"""

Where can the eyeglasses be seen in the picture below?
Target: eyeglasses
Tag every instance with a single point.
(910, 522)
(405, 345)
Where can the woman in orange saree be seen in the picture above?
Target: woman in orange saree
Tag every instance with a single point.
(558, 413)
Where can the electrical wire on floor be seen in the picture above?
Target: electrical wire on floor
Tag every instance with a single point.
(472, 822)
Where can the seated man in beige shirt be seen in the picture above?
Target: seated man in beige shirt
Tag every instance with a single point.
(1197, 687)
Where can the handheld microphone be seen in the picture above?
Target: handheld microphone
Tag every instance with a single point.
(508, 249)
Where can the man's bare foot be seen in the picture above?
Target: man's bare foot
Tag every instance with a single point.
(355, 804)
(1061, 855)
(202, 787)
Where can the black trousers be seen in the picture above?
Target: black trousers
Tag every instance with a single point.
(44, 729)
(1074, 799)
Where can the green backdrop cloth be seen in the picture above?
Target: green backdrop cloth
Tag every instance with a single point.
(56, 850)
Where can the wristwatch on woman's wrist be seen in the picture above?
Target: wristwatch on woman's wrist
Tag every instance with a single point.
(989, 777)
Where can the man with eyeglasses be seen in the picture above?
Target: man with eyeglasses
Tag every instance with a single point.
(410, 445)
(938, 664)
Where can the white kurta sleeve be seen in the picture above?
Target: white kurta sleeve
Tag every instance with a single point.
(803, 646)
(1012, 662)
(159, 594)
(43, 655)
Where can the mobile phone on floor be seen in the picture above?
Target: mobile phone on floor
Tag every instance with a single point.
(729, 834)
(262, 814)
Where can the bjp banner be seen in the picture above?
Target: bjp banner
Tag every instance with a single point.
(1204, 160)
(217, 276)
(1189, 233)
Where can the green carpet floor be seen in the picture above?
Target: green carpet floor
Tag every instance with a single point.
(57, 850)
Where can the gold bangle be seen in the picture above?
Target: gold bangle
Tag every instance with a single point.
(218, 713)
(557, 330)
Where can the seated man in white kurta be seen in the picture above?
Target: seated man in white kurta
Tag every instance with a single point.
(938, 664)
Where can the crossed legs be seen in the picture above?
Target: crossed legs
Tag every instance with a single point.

"""

__Goal__.
Write out every line from the records above, word for word.

__Answer for the task__.
Where can the eyeglasses be seen in the picture below?
Target: eyeglasses
Tag every instance with a single point.
(910, 522)
(405, 345)
Where can the woman in orange saree be seen in the picture above?
Target: woman in orange saree
Tag every instance with a single point.
(558, 413)
Where can the electrical wire on floor be seen in the picture above?
Target: electrical wire on floor
Tag every instance with a single point.
(472, 822)
Where can the seated man in beige shirt be seen in the picture above?
Target: seated man in beige shirt
Tag every instance with a single point.
(1197, 687)
Where can the handheld microphone be seen in the picture above?
Target: handheld microphone
Tag every instance with a single point.
(508, 249)
Where can the man's bare foot be seen in the picture above?
Target: man's bare foot
Tag every instance with a single point.
(355, 804)
(1061, 855)
(202, 787)
Where can the black trousers be seen in the picture above?
Target: black trousers
Tag every instance with a single point.
(44, 729)
(1074, 799)
Where can the green backdrop cloth be seen in the picture above?
Target: green backdrop cloth
Tag every instance with a single point.
(56, 850)
Where can the wristwatch on woman's wrist be seen in the picture above?
Target: wristwatch on woman's wrist
Tag every instance with a single point.
(989, 777)
Where can the man with eyeglasses be seen in the picture above?
Target: man with eyeglasses
Tag every instance with a single point.
(410, 445)
(938, 664)
Where can the white kurta sleeve be seen in the picture above?
Target: white kurta sleeve
Tag every instance with a single point.
(803, 646)
(1012, 662)
(159, 594)
(43, 655)
Where can the mobile phone on floor be seen in the picture above?
Target: mobile phone on floor
Tag every instance with a single point.
(729, 834)
(262, 814)
Where can the bjp banner be seen in the picture above?
Target: bjp banner
Tag every instance with a single point.
(1204, 160)
(217, 276)
(1189, 233)
Where can the green carpet floor be seen in the picture above?
Target: green carpet floor
Tag every instance with a single point.
(57, 850)
Where can the gold bangle be seen in the picture above?
Target: gold bangle
Tag every instance with a single point.
(218, 713)
(557, 330)
Where can the seated man in white kurta be seen in the picture above?
Target: seated man in white kurta
Tag every instance with a single point.
(938, 664)
Where can the crossed legs be seen in the picture above?
Target: crossed legs
Tag every instance with a single point.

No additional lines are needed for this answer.